◆ Collected data:
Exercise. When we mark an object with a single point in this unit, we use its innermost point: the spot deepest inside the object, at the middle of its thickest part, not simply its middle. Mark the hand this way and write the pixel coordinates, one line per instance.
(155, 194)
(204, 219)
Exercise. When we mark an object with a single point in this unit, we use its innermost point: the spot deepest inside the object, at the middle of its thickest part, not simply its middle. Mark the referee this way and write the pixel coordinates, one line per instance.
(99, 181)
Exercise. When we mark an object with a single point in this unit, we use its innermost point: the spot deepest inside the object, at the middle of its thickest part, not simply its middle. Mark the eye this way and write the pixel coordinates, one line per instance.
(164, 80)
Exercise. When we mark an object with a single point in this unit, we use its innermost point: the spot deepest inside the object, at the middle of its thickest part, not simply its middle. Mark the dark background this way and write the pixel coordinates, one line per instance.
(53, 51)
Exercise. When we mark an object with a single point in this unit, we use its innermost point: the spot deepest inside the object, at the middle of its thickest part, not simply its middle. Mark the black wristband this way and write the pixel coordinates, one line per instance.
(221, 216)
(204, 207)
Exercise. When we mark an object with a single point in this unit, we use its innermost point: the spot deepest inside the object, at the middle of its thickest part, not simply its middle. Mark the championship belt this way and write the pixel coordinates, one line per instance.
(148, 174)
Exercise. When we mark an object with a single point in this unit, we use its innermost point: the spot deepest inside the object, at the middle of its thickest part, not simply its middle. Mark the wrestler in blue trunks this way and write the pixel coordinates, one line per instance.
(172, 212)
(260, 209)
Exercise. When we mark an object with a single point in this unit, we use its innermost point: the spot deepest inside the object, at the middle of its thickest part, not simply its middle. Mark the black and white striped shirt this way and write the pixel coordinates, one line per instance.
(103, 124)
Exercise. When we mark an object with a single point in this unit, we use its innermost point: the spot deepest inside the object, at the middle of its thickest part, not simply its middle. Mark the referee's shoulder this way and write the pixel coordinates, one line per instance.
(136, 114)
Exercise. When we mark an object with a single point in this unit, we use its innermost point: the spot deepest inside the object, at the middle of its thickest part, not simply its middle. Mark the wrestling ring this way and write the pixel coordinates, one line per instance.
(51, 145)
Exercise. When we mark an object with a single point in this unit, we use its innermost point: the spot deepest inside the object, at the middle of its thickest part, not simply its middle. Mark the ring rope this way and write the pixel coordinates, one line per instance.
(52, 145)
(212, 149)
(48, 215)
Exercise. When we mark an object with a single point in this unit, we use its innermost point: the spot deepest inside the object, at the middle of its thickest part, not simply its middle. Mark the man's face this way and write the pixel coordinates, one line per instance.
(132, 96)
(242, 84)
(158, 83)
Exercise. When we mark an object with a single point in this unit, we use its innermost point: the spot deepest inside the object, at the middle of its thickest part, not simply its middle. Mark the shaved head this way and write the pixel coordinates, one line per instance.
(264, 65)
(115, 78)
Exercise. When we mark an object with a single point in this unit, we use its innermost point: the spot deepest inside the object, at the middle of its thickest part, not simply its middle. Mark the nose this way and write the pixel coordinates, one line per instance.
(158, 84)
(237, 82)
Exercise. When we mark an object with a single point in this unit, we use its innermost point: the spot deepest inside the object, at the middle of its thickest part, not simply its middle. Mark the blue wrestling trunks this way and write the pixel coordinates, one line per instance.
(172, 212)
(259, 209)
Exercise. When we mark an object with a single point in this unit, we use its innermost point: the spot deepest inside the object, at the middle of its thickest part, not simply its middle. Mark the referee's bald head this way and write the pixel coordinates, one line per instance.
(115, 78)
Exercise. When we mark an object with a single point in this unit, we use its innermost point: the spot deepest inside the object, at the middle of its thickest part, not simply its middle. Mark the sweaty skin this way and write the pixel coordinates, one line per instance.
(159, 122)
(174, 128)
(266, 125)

◆ Exercise objective: Can you express the listing above as a Markdown table with two columns, Row for the row number and Line for the line itself, leaving out any blank lines?

◆ Solution for this problem:
| Row | Line |
|---|---|
| 1 | Exercise. When we mark an object with a single point in this unit, we use its innermost point: the spot deepest inside the object, at the middle of its thickest part, not simply its middle. Mark the hand this way and write the pixel coordinates, one line per instance. |
| 2 | (155, 194) |
| 3 | (204, 219) |
| 4 | Exercise. When we mark an object with a single point in this unit, we use its innermost point: the spot deepest inside the object, at the middle of its thickest part, not simply its middle. Mark the referee this way and write the pixel coordinates, one line per instance. |
| 5 | (99, 181) |
| 6 | Exercise. When we mark an object with a single point in this unit, we use its innermost point: the spot deepest inside the object, at the middle of its thickest part, not simply its middle. Mark the eye this way and write the pixel coordinates, one line per instance. |
| 7 | (164, 80) |
| 8 | Exercise. When we mark an object with a single point in this unit, we use its innermost point: the spot deepest inside the object, at the middle of its thickest part, not simply its middle. Mark the dark background this way and write the pixel coordinates, one line per instance. |
| 9 | (53, 51) |
| 10 | Exercise. When we mark an object with a single point in this unit, we use its innermost point: the spot deepest inside the object, at the middle of its thickest part, not simply its middle. Mark the black wristband this way and write the pixel coordinates, one line per instance. |
| 11 | (221, 216) |
| 12 | (204, 207) |
| 13 | Exercise. When we mark an object with a single point in this unit, we use its innermost point: the spot deepest inside the object, at the middle of its thickest part, not simply its middle. Mark the championship belt this way and write the pixel coordinates, one line per instance. |
| 14 | (148, 174) |
| 15 | Exercise. When we mark an object with a single point in this unit, we use its innermost point: the spot deepest inside the object, at the middle of its thickest part, not simply its middle. Mark the wrestler in blue trunks this way and write the pixel coordinates, one line per instance. |
| 16 | (172, 212) |
| 17 | (260, 209) |
| 18 | Exercise. When we mark an object with a single point in this unit, we use its innermost point: the spot deepest inside the object, at the middle of its thickest part, not simply its middle. Mark the black and white striped shirt this way and write the pixel coordinates, one line per instance. |
| 19 | (103, 124) |
| 20 | Exercise. When we mark an object with a single point in this unit, we use its innermost point: the spot deepest inside the object, at the middle of its thickest part, not simply its middle. Mark the referee's shoulder this way and write the pixel coordinates, one line per instance. |
| 21 | (136, 114) |
| 22 | Exercise. When we mark an object with a single point in this unit, we use its innermost point: the spot deepest inside the object, at the middle of its thickest part, not simply its middle. Mark the wrestling ring this way and write the pixel coordinates, one line per instance. |
| 23 | (51, 145) |
| 24 | Exercise. When we mark an object with a single point in this unit, we use its innermost point: the spot deepest inside the object, at the middle of its thickest part, not simply its middle. Mark the ring rope this way and write the pixel coordinates, one line per instance. |
| 25 | (52, 145) |
| 26 | (212, 149) |
| 27 | (48, 215) |
| 28 | Exercise. When we mark an object with a single point in this unit, we use its innermost point: the spot deepest inside the object, at the middle of its thickest part, not simply its middle. Mark the man's face this way and write the pixel coordinates, one line per instance. |
| 29 | (132, 96) |
| 30 | (242, 84) |
| 31 | (158, 83) |
| 32 | Exercise. When we mark an object with a single point in this unit, we use its innermost point: the spot deepest inside the object, at the middle of its thickest part, not simply its middle. Mark the shaved head this way and write the pixel coordinates, one line per instance. |
| 33 | (264, 65) |
| 34 | (115, 78) |
| 35 | Exercise. When we mark an object with a single point in this unit, we use its innermost point: the spot deepest inside the object, at the middle of its thickest part, not simply its middle. Mark the nose this way and write the pixel coordinates, one line per instance. |
| 36 | (158, 84) |
| 37 | (237, 82) |
| 38 | Exercise. When we mark an object with a single point in this unit, we use its innermost point: the spot deepest inside the object, at the middle of its thickest part, not simply its middle. Mark the blue wrestling trunks this way and write the pixel coordinates, one line per instance. |
| 39 | (172, 212) |
| 40 | (259, 209) |
| 41 | Exercise. When we mark an object with a single point in this unit, we use its innermost point: the spot deepest inside the object, at the middle of its thickest part, not simply its middle. Mark the referee's bald head this way and write the pixel coordinates, one line per instance. |
| 42 | (115, 78) |
| 43 | Exercise. When we mark an object with a single point in this unit, we use its innermost point: the spot deepest inside the object, at the middle of its thickest part, not simply its middle. Mark the sweaty skin this way and write the pixel coordinates, one line per instance. |
| 44 | (159, 122) |
| 45 | (174, 128) |
| 46 | (266, 125) |